> **Work instructions**: Please find the lines in the entries below that contain the word "appreciated", and copy each one.

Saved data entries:
+-------+

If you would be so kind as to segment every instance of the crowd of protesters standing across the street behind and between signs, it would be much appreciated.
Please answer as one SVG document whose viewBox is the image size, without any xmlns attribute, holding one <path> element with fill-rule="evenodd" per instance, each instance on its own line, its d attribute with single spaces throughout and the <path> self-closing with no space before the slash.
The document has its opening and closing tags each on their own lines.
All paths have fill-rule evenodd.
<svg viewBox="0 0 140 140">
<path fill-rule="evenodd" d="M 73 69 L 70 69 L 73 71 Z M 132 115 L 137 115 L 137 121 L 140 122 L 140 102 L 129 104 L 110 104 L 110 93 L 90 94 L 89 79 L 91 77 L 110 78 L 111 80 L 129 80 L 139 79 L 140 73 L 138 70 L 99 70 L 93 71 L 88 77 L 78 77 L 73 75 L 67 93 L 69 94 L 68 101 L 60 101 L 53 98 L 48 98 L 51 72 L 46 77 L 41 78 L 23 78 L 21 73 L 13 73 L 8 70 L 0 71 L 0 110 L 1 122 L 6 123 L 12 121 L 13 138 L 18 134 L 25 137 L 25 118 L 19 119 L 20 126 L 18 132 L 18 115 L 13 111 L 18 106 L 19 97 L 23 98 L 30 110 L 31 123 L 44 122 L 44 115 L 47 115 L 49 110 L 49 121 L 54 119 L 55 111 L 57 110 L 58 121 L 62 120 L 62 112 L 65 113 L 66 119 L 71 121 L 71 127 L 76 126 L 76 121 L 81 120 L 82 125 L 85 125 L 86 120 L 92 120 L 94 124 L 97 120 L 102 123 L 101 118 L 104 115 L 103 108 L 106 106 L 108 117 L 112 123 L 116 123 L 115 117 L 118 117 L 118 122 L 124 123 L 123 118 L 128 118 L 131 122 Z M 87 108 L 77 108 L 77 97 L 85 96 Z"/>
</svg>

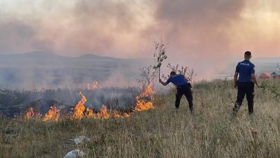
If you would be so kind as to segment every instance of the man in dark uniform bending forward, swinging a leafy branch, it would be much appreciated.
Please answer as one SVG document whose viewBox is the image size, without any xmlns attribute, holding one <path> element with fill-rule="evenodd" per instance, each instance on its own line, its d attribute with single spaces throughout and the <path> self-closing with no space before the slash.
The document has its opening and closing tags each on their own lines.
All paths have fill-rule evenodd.
<svg viewBox="0 0 280 158">
<path fill-rule="evenodd" d="M 172 82 L 174 85 L 176 85 L 177 89 L 175 102 L 176 111 L 178 111 L 182 96 L 185 95 L 187 101 L 189 102 L 189 110 L 193 114 L 194 105 L 192 103 L 192 85 L 189 82 L 187 82 L 185 76 L 176 74 L 176 72 L 174 71 L 170 73 L 170 78 L 167 80 L 167 82 L 162 82 L 162 80 L 160 79 L 160 83 L 164 86 L 168 85 L 169 82 Z"/>
</svg>

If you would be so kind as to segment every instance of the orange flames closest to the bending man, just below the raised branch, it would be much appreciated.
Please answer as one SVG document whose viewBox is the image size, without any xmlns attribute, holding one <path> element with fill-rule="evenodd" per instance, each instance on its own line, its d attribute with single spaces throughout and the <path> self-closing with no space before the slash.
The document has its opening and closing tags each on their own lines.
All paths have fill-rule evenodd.
<svg viewBox="0 0 280 158">
<path fill-rule="evenodd" d="M 136 96 L 136 107 L 134 107 L 134 112 L 140 112 L 147 109 L 153 109 L 153 103 L 151 101 L 147 101 L 144 98 L 147 98 L 151 94 L 154 94 L 153 88 L 151 85 L 148 85 L 146 89 L 140 94 L 140 96 Z"/>
</svg>

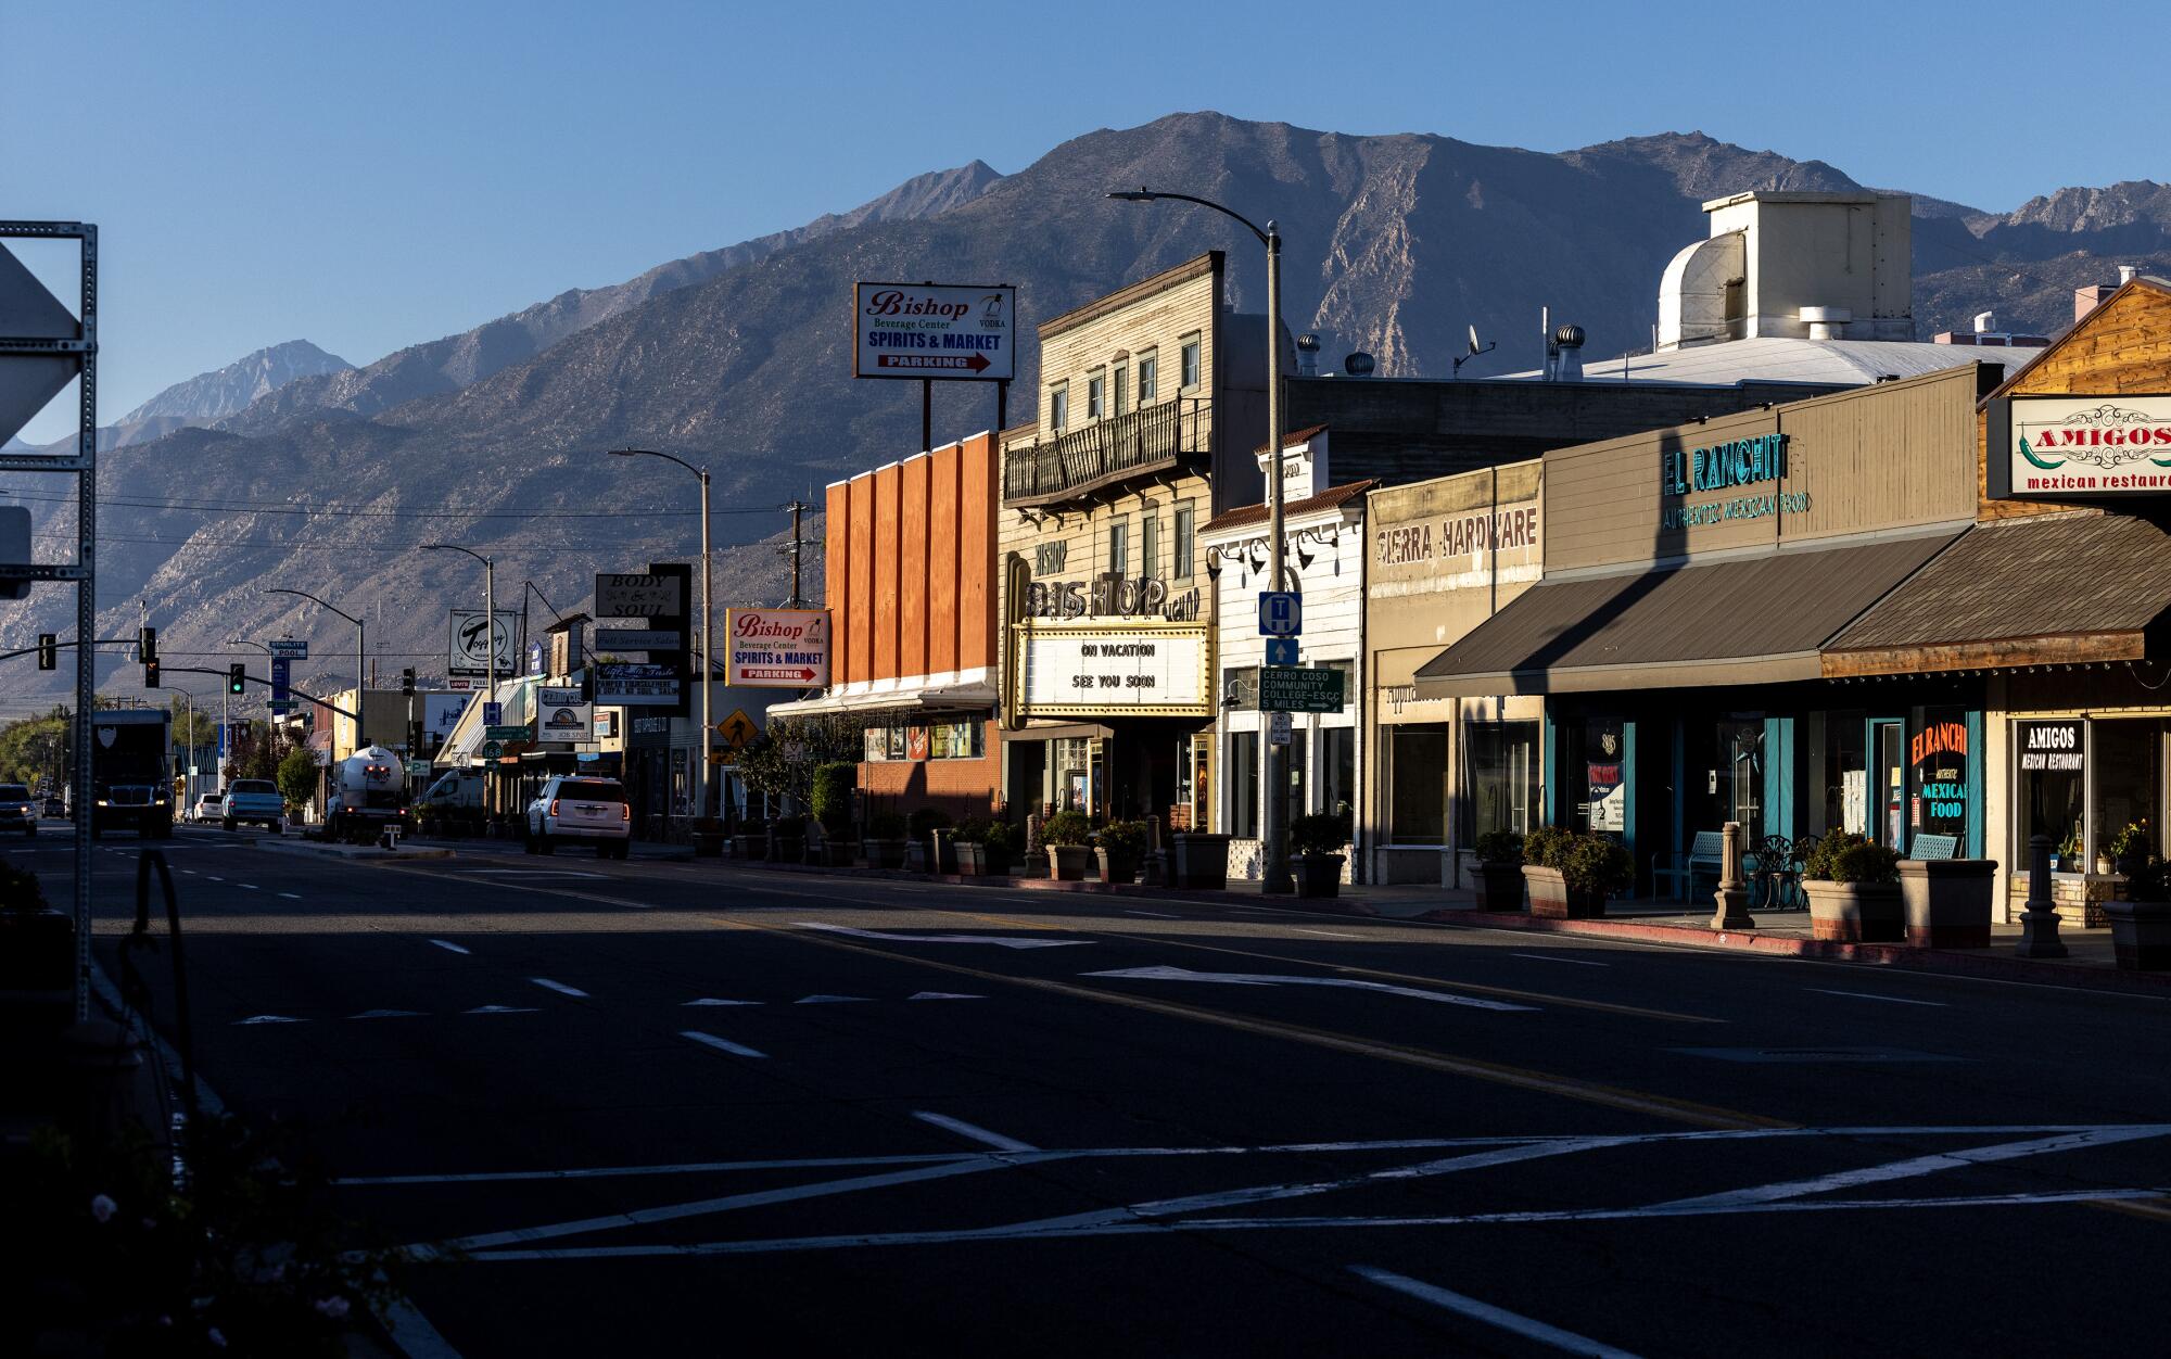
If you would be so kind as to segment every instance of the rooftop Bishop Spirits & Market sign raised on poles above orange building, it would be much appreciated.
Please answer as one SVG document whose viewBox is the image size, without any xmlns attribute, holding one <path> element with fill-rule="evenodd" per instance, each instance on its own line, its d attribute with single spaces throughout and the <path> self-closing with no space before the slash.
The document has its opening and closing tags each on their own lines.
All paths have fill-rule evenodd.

+-------+

> **Answer**:
If you would be so kind as to segment every instance of the crowd of protesters standing across the street behind and between signs, it would be much appreciated.
If you would be so kind as to segment every instance of the man in dark uniform bending forward, swinging a leafy branch, it would be much appreciated.
If you would be so kind as to segment every instance of the orange flames closest to the bending man, just below the raised branch, it would be much appreciated.
If you would be so kind as to segment every instance of the rooftop Bishop Spirits & Market sign raised on poles above orange building, it would be much appreciated.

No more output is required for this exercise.